## WHAT IS REQUIRED
Send back the listing, word for word.

━━━ DATA PROVIDED

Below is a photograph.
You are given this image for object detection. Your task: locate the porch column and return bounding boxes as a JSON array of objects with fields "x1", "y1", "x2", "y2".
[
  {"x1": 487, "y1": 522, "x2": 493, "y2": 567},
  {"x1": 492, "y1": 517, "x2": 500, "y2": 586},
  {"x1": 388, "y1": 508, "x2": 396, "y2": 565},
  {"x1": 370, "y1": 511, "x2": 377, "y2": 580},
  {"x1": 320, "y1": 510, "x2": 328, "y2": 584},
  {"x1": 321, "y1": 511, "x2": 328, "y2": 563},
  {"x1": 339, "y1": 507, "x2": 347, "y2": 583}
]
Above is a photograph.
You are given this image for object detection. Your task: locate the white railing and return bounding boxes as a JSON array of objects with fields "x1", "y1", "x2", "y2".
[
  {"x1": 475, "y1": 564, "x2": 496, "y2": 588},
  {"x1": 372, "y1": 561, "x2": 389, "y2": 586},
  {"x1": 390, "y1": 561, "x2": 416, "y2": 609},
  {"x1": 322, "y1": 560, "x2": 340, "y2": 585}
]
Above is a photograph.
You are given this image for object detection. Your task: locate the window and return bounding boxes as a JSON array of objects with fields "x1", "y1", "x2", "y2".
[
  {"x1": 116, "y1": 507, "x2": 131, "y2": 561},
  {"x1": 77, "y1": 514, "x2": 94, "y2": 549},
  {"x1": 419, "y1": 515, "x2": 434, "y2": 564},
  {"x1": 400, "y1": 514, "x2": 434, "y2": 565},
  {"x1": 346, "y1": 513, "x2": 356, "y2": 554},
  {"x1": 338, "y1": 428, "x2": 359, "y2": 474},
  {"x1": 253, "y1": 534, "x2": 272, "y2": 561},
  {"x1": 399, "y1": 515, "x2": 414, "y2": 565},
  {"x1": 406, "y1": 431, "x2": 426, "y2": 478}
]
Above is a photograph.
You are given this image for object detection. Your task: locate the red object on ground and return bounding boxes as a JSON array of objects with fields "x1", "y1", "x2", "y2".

━━━━━━

## EXPECTED OUTPUT
Below is a photograph.
You are given this image for object detection. Your task: locate the porch column and return bounding boxes as a JSON array of objects with fields "x1", "y1", "x2", "y2".
[
  {"x1": 487, "y1": 522, "x2": 493, "y2": 567},
  {"x1": 492, "y1": 517, "x2": 500, "y2": 586},
  {"x1": 388, "y1": 508, "x2": 396, "y2": 565},
  {"x1": 370, "y1": 511, "x2": 377, "y2": 580},
  {"x1": 320, "y1": 510, "x2": 328, "y2": 584},
  {"x1": 321, "y1": 511, "x2": 328, "y2": 563},
  {"x1": 339, "y1": 507, "x2": 347, "y2": 583}
]
Above is a photograph.
You are given this image for object detection. Your task: locate the white railing and return bounding boxes as a JSON array of objects with fields "x1", "y1", "x2", "y2".
[
  {"x1": 475, "y1": 564, "x2": 496, "y2": 588},
  {"x1": 372, "y1": 561, "x2": 389, "y2": 586},
  {"x1": 390, "y1": 561, "x2": 416, "y2": 609},
  {"x1": 322, "y1": 560, "x2": 340, "y2": 585}
]
Above is a photograph.
You are given this image for object detection. Your task: locate the window and return bounding boxes as a JSON array of objects with fields "x1", "y1", "x2", "y2".
[
  {"x1": 116, "y1": 507, "x2": 131, "y2": 561},
  {"x1": 77, "y1": 514, "x2": 94, "y2": 549},
  {"x1": 419, "y1": 515, "x2": 434, "y2": 564},
  {"x1": 400, "y1": 514, "x2": 434, "y2": 565},
  {"x1": 346, "y1": 513, "x2": 356, "y2": 554},
  {"x1": 338, "y1": 428, "x2": 359, "y2": 474},
  {"x1": 253, "y1": 534, "x2": 272, "y2": 561},
  {"x1": 399, "y1": 515, "x2": 414, "y2": 565},
  {"x1": 406, "y1": 431, "x2": 426, "y2": 478}
]
Above is a photograph.
You are given this image for object detection. Your task: locate the red object on ground and return bounding boxes as a JSON array of objects with fields "x1", "y1", "x2", "y2".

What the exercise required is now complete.